Extracted data entries:
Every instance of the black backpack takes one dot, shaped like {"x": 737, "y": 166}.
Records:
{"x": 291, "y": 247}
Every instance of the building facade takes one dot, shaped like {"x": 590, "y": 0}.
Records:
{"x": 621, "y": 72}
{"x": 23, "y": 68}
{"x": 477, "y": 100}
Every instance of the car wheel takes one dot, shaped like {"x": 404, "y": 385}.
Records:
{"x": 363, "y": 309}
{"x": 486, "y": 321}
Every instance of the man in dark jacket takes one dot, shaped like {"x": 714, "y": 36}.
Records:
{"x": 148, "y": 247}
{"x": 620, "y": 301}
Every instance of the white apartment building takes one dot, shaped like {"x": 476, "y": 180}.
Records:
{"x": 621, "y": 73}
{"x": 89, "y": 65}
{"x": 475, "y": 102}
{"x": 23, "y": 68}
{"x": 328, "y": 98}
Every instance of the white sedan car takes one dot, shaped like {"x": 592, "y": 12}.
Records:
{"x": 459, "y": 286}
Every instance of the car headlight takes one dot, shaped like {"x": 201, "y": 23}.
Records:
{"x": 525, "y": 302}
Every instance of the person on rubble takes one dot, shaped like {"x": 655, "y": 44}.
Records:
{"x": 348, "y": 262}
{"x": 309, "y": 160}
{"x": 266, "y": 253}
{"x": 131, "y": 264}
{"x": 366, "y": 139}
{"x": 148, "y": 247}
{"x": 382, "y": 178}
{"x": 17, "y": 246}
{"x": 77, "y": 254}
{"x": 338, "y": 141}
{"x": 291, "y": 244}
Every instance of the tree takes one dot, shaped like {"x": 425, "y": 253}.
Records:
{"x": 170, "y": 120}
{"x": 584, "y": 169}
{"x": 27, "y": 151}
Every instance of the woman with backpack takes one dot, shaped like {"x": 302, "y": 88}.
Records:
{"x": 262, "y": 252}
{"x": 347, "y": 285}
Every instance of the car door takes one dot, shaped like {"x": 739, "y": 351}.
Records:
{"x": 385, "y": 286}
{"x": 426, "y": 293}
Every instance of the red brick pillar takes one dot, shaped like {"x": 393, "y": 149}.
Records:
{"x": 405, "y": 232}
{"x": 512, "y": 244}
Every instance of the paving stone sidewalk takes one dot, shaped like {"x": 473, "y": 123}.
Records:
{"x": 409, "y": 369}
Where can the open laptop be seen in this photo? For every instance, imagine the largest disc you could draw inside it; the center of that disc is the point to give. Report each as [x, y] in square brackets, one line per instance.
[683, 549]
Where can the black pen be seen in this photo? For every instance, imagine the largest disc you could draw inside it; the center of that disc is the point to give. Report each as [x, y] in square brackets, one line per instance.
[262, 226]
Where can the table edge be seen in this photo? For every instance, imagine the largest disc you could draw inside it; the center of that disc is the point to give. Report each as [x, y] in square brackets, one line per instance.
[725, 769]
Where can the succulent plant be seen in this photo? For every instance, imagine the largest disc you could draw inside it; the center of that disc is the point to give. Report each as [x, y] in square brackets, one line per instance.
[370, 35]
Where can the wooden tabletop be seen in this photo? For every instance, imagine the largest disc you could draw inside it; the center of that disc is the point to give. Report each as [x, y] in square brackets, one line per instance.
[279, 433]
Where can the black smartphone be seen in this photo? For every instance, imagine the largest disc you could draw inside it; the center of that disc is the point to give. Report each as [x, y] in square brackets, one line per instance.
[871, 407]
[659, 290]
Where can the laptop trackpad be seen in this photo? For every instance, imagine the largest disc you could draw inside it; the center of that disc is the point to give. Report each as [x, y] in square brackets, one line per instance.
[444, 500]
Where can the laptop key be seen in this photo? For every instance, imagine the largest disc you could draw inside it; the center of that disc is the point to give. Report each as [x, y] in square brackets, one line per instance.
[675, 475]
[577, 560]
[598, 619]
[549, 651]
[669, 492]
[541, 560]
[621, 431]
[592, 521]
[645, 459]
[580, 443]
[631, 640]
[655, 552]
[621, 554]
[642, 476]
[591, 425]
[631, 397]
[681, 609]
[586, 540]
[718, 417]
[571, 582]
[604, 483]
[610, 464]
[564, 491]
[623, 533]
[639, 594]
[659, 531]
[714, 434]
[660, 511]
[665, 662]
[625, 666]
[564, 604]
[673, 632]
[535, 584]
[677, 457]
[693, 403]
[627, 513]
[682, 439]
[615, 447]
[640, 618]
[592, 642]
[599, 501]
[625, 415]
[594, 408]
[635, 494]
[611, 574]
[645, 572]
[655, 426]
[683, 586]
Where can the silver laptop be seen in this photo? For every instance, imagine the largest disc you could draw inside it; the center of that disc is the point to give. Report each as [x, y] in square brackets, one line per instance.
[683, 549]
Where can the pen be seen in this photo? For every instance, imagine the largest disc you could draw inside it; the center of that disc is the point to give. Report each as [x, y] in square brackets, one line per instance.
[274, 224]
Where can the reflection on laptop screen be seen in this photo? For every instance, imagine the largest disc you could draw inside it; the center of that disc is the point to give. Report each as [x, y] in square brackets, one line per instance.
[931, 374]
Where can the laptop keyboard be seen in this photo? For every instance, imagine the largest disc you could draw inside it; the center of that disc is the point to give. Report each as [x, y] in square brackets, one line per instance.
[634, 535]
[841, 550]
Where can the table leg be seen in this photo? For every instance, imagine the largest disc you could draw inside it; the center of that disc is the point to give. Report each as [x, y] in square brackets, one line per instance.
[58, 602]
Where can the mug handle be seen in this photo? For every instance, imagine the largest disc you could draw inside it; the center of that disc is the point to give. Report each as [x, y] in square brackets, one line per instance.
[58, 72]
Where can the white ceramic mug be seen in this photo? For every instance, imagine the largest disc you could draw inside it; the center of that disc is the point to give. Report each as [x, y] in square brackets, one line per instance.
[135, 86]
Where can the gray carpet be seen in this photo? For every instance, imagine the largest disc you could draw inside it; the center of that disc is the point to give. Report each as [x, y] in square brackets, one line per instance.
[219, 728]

Problem statement: After reading the lines above, reproduce them all exactly.

Finished task:
Every instance of the black backpack takes one dot, shaped like {"x": 737, "y": 166}.
Records:
{"x": 291, "y": 247}
Every instance of the building facade takes one dot, shaped like {"x": 590, "y": 0}.
Records:
{"x": 621, "y": 72}
{"x": 23, "y": 68}
{"x": 477, "y": 100}
Every instance of the car wheel takes one dot, shaped like {"x": 404, "y": 385}.
Records:
{"x": 363, "y": 309}
{"x": 486, "y": 321}
Every instance of the man in dark jacket takes one dot, shaped like {"x": 714, "y": 36}.
Records:
{"x": 148, "y": 247}
{"x": 620, "y": 301}
Every instance of the white apartment building takes one dot, shaped like {"x": 476, "y": 180}.
Records:
{"x": 621, "y": 73}
{"x": 89, "y": 65}
{"x": 475, "y": 102}
{"x": 23, "y": 68}
{"x": 328, "y": 98}
Every instance of the white sedan car takes one dot, shaped like {"x": 592, "y": 12}.
Records:
{"x": 459, "y": 286}
Every instance of the car headlight takes one dot, shaped like {"x": 201, "y": 23}.
Records:
{"x": 525, "y": 302}
Every instance of the person on rubble takes one dot, shaped like {"x": 655, "y": 44}.
Records:
{"x": 348, "y": 262}
{"x": 309, "y": 160}
{"x": 266, "y": 253}
{"x": 131, "y": 264}
{"x": 366, "y": 139}
{"x": 148, "y": 247}
{"x": 382, "y": 178}
{"x": 17, "y": 246}
{"x": 77, "y": 254}
{"x": 338, "y": 141}
{"x": 291, "y": 244}
Every instance of the tree takes one dot, shaped like {"x": 425, "y": 253}.
Records:
{"x": 170, "y": 120}
{"x": 584, "y": 169}
{"x": 27, "y": 151}
Every instance of the woman with backpack takes one dot, shaped like {"x": 302, "y": 88}.
Records:
{"x": 262, "y": 252}
{"x": 347, "y": 285}
Every instance of the car door takes one dot, shaped like {"x": 739, "y": 351}.
Records:
{"x": 385, "y": 286}
{"x": 426, "y": 293}
Every instance of the red brick pillar takes one dot, shaped like {"x": 393, "y": 149}.
Records:
{"x": 405, "y": 232}
{"x": 512, "y": 244}
Every instance of the paving stone sidewalk takes one dot, shaped like {"x": 473, "y": 123}.
Records:
{"x": 409, "y": 369}
Where can the open laptop be seen in this photo? For every instance, imagine the largest disc you could draw inside it; the center of that disc is the point to give. Report each as [x, y] in square brackets, one line per instance.
[683, 549]
Where can the black pen be seen in this photo? For every instance, imagine the largest disc you could draw inside it; the center of that disc is the point to give. Report each as [x, y] in square brackets, one line per instance.
[262, 226]
Where can the table edge be seen in this photo? For every instance, imagine the largest disc you could draw inside it; the center of that disc is the point to give. Report each as [x, y] in square brackets, one line per instance.
[725, 769]
Where can the succulent plant be seen in this photo? For every instance, imagine the largest disc you could draw inside it; the center of that disc is the point to give. Report each as [x, y] in square brackets, one line per instance.
[370, 35]
Where can the wooden tabletop be seen in this photo? For every instance, imagine the largest disc you could draw inside it; the center of that disc is the point to give. Report each as [x, y] in square brackets, one line per instance.
[279, 433]
Where can the black smartphone be seen in this photo? For every instance, imagine the largest disc you could draw inside it; the center of that disc is the point to give. Report each as [x, y] in square brackets, one line per instance.
[871, 407]
[659, 290]
Where can the laptop trackpad be seen in this photo? For every instance, imagine the largest disc you could draw inside it; the center of that disc is the point to give. Report each as [x, y] in square brackets, one line per instance.
[444, 500]
Where can the laptop key be seen in this photo? For every instance, imagine the largest disc you could draw inside it; the center of that disc is the point to give. Report each as [x, y] in square brackets, one line per instance.
[675, 475]
[577, 560]
[598, 619]
[549, 651]
[669, 492]
[541, 560]
[621, 431]
[592, 521]
[645, 459]
[580, 443]
[631, 640]
[655, 552]
[621, 554]
[642, 476]
[591, 425]
[631, 397]
[681, 609]
[586, 540]
[718, 417]
[571, 582]
[604, 483]
[610, 464]
[564, 491]
[623, 533]
[639, 594]
[659, 531]
[714, 434]
[660, 511]
[665, 662]
[625, 666]
[564, 604]
[673, 632]
[535, 584]
[677, 457]
[693, 403]
[627, 513]
[682, 439]
[615, 447]
[640, 618]
[592, 642]
[599, 501]
[625, 415]
[594, 408]
[635, 494]
[611, 574]
[645, 572]
[655, 426]
[683, 586]
Where can the silver laptop be seen in this photo? For every instance, imagine the largest disc you could draw inside it; the center of that disc is the point to give. Report each as [x, y] in square brackets, one line per instance.
[683, 549]
Where can the pen be seen in this photo? For every instance, imagine the largest disc you could draw inside it; the center of that disc is the point to give. Report each as [x, y] in square brackets, one line per instance.
[274, 224]
Where can the reflection on laptop screen be seen in this photo? For every instance, imagine the largest disc you could draw inside it; the center of that disc is the point to give. Report each as [x, y] in square brackets, one line per instance.
[931, 374]
Where can the laptop keyboard be seen in this photo? For every instance, imagine the largest disc you could draw inside it; the center of that disc is the point to give. Report each as [x, y] in square brackets, one line per instance.
[634, 535]
[841, 550]
Where can the table leg be seen in this photo? For every instance, imagine the largest disc you could draw inside it; the center of that disc is the point to give. Report each as [x, y] in square brackets, one line per instance.
[58, 602]
Where can the mug handle be seen in this photo? For every instance, imagine the largest disc you could draw inside it; the center of that disc is the point to give. Report each as [x, y] in square brackets, one line per instance.
[58, 72]
Where can the white ceramic mug be seen in this photo? For every instance, imagine the largest disc you could draw inside it; the center of that disc is the point to give. Report each as [x, y] in square brackets, one line per instance.
[135, 86]
Where can the gray carpet be seen in this photo? For every instance, imagine the largest disc you could draw inside it; the center of that disc is the point to give. Report each as [x, y] in square brackets, one line per instance.
[219, 728]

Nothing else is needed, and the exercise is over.